### PROBLEM STATEMENT
In the Keith Stroup profile below, which state was the first to decriminalize marijuana possession, and in what year?
### EXTRACT TO READ ###
Keith Stroup (b. 1943) — NORML's Founder & 55 Years in the Trenches

Five thousand dollars from Playboy. A strategic choice of "decriminalization" over "legalization." Eleven states. A catastrophic leak that destroyed the Carter-era momentum. Still fighting, 55 years later.

August 14, 1943

Born in Lebanon, Illinois

Robert Keith Stroup is born in the small town of Lebanon, Illinois, about 25 miles east of St. Louis.

Keith Stroup grew up in small-town Illinois, graduated from Georgetown Law, and went to work for Ralph Nader's consumer protection organizations. Nothing about this biography — law degree, consumer advocacy, Washington connections — suggested he would spend the next half-century as the face of marijuana reform. But in 1970, at age 27, Stroup founded an organization that would become the longest-running cannabis advocacy group in American history.

Founding NORML

October 1970

NORML founded

Stroup founds the National Organization for the Reform of Marijuana Laws (NORML) with a $5,000 grant from the Playboy Foundation. The founding comes just weeks before Richard Nixon signs the Controlled Substances Act.

The Playboy Foundation grant was modest but symbolically important. Hugh Hefner's foundation was one of the few institutions willing to fund marijuana reform in 1970. The $5,000 was seed money — Stroup built NORML into a national organization through small donations, pro bono legal work, and an instinct for media strategy.

The strategic choice: decriminalization

Stroup's most important early decision was linguistic and strategic. He chose "decriminalization" over "legalization" as NORML's public position. The distinction was deliberate: decriminalization meant removing criminal penalties for personal possession while leaving the drug technically illegal. It was a middle position designed to win over moderates, legislators, and editorial boards who would not support full legalization.

The strategy worked. Between 1973 and 1978, eleven states decriminalized marijuana possession — removing jail time for small amounts while maintaining fines. Oregon was the first in 1973. By 1978, roughly a third of the American population lived in states where possessing a small amount of marijuana would not result in arrest.

The Carter White House

The decriminalization wave reached the White House. President Jimmy Carter, in an August 1977 message to Congress, endorsed federal decriminalization of marijuana possession. His drug policy adviser, Dr. Peter Bourne, was sympathetic to reform. For a brief period, federal decriminalization appeared to be a realistic legislative possibility.
### SOURCE MATERIAL ###
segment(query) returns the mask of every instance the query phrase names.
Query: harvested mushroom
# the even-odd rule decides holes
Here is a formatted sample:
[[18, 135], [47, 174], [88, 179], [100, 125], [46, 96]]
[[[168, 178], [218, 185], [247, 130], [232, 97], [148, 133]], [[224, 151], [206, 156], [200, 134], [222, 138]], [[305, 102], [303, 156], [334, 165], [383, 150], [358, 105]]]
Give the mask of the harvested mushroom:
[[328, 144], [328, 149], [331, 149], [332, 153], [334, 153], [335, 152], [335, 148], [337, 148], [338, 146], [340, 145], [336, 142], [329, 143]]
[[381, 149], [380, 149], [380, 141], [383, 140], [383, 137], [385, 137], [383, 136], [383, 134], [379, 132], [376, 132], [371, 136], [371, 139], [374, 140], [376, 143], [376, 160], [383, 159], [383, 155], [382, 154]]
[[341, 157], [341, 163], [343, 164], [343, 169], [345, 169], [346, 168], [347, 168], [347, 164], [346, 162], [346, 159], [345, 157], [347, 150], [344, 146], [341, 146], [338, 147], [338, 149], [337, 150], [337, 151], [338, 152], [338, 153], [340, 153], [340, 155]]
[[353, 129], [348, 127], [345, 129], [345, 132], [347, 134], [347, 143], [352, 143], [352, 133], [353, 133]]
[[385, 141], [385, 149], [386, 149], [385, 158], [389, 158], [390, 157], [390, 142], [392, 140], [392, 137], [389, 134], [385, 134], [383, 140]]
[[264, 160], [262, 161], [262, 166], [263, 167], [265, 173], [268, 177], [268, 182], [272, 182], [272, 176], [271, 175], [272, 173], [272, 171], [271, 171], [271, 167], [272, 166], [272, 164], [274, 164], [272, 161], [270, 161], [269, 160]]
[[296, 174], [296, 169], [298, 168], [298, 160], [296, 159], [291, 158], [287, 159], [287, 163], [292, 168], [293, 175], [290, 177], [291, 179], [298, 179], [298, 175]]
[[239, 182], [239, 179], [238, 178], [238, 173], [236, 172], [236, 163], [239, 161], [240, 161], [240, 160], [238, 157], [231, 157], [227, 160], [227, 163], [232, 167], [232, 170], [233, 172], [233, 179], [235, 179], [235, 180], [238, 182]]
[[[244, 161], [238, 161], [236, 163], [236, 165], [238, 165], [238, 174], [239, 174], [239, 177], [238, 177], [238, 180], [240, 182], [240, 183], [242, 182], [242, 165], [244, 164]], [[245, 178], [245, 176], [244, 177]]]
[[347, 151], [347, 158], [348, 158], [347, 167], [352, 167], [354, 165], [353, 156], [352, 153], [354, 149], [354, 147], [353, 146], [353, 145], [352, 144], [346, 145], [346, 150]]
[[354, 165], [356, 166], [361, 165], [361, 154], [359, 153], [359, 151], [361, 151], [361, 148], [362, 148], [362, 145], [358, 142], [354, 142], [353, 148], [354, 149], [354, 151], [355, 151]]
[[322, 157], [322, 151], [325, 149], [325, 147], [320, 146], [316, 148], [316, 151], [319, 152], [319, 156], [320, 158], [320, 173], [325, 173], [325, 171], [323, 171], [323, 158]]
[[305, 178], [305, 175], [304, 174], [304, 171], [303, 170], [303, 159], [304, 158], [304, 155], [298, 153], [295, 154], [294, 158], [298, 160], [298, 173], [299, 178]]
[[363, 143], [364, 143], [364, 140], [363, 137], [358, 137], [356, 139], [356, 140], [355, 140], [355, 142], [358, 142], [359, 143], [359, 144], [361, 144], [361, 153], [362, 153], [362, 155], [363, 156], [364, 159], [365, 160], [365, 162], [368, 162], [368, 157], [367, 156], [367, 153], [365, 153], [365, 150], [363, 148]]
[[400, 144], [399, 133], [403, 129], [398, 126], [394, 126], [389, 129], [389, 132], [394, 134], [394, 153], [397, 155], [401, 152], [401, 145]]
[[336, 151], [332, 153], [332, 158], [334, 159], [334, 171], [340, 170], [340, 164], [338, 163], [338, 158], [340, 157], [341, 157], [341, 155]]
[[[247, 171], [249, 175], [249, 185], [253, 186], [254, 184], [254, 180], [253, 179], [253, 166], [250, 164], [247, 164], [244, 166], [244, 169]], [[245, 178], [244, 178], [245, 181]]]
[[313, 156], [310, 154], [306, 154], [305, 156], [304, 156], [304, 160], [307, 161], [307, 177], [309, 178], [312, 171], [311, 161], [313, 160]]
###
### RESULT FOR THIS EXERCISE
Oregon, in 1973.